◆ **What you need to do**:
[A] Name each force that the uniform circular motion notes give as an example of supplying centripetal force.
[B] Write the next few lines of the uniform circular motion notes, picking up after their final point.
══ Passage provided ══
Uniform Circular Motion
Key Concepts
- Velocity in uniform circular motion is constant and is always tangent to the circular path. In other words, it is perpendicular to the radius of the circle.
- Since the direction is always changing, an object in circular motion always has to be accelerating.
- This is called the centripetal acceleration which always points towards the center of the path.
- Centripetal force is the force required to apply the centripetal acceleration.
- Any force can apply the centripetal force necessary to keep an object in circular motion. Some examples are:
- Tension from a string tied to a ball being swung in a circle.
- The normal force from the walls of a bucket being swung in a circle.
- Gravity between the Earth revolving around the Sun.
- Friction between a turning car’s tires and the ground.
- Since the centripetal force must be present, the net force in circular motion problems can never be 0.
═══
══ Items ══
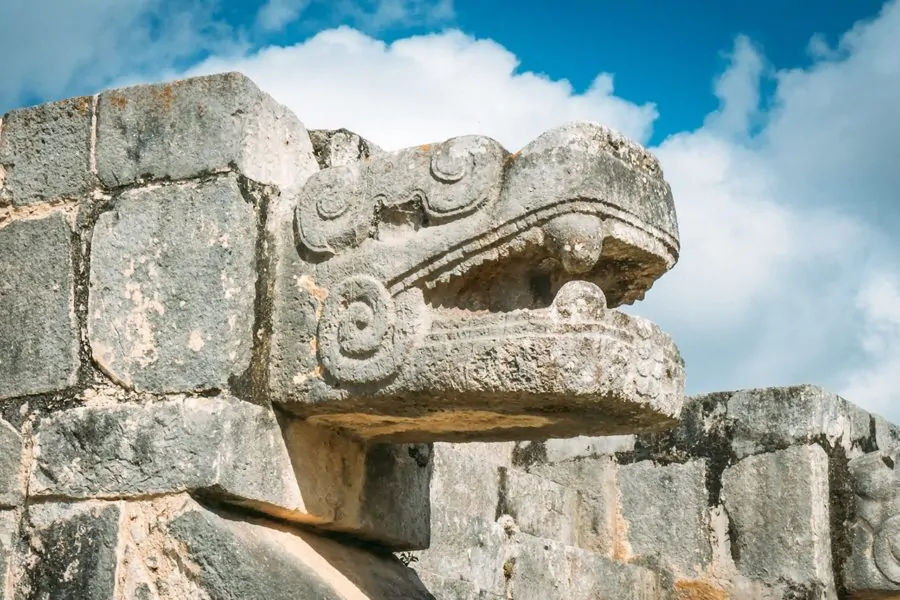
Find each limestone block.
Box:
[727,385,870,458]
[122,497,434,600]
[843,447,900,598]
[0,96,96,206]
[619,459,712,577]
[0,419,25,507]
[29,396,431,549]
[504,535,664,600]
[269,123,684,442]
[722,445,835,598]
[0,214,79,398]
[498,469,579,546]
[88,175,256,392]
[97,73,312,187]
[13,502,121,600]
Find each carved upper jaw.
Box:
[270,123,684,441]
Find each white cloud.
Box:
[158,2,900,420]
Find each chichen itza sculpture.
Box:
[0,73,900,600]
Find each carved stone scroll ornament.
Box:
[270,123,684,441]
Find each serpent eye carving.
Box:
[319,275,397,383]
[295,163,372,255]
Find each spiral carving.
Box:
[319,275,397,383]
[295,163,372,254]
[872,515,900,584]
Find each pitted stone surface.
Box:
[97,73,312,187]
[269,123,683,442]
[843,447,900,598]
[0,214,79,398]
[0,96,96,206]
[88,175,256,392]
[618,460,712,577]
[722,445,835,598]
[13,502,121,600]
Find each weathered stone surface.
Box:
[0,96,96,206]
[29,396,431,549]
[309,129,384,169]
[0,419,25,508]
[88,175,256,392]
[0,214,78,398]
[123,497,434,600]
[727,385,870,458]
[722,445,835,598]
[14,502,121,600]
[843,448,900,598]
[498,469,579,546]
[619,459,711,576]
[97,73,312,187]
[504,536,664,600]
[270,123,683,442]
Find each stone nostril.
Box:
[543,213,604,275]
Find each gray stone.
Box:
[29,396,431,549]
[97,73,312,187]
[498,469,579,546]
[123,498,434,600]
[722,445,835,598]
[309,129,384,169]
[0,214,79,398]
[0,96,96,206]
[505,535,664,600]
[88,175,256,392]
[843,447,900,598]
[0,419,25,508]
[269,123,684,442]
[727,385,870,458]
[619,459,712,577]
[14,502,121,600]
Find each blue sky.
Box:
[0,0,900,421]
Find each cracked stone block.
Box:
[88,175,256,392]
[722,445,834,598]
[498,469,579,545]
[727,385,870,458]
[97,73,312,187]
[618,459,712,577]
[504,535,664,600]
[0,96,96,206]
[122,496,434,600]
[0,419,25,508]
[0,214,79,398]
[269,123,684,443]
[14,502,121,600]
[29,396,431,549]
[843,447,900,598]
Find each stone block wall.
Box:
[411,386,900,600]
[0,73,900,600]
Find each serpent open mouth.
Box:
[270,124,683,441]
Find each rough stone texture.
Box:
[722,446,835,598]
[97,73,312,187]
[0,96,96,206]
[269,123,683,442]
[88,175,256,392]
[0,419,25,508]
[29,397,431,549]
[14,502,121,600]
[123,497,434,600]
[0,214,78,398]
[619,460,712,576]
[844,447,900,598]
[728,385,872,458]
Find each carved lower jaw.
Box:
[298,281,684,442]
═══
◆ **Results for the exercise**:
[A]
- Tension
- Normal force
- Gravity
- Friction

[B]
Circular Motion Equations
- Velocity = v = x/t = C/t = 2πr/t
- C = circumference
- Centripetal acceleration = a꜀ = v²/r
- Centripetal force = F꜀ = ma꜀ = mv²/r
Solving Circular Motion Problems
Everything is pretty much the same as force problems except v = 2πr/t, a = a꜀, and F = F꜀.
- Read the question.
- Draw a diagram showing all the forces acting on the object (no components).
- Write the statement ΣF = mv²/r.
- Replace ΣF with all of the given/implied forces involved in the problem.
- Expand the forces if possible (e.g w = weight = mg).
- Isolate the variable you are solving for.
- Input values.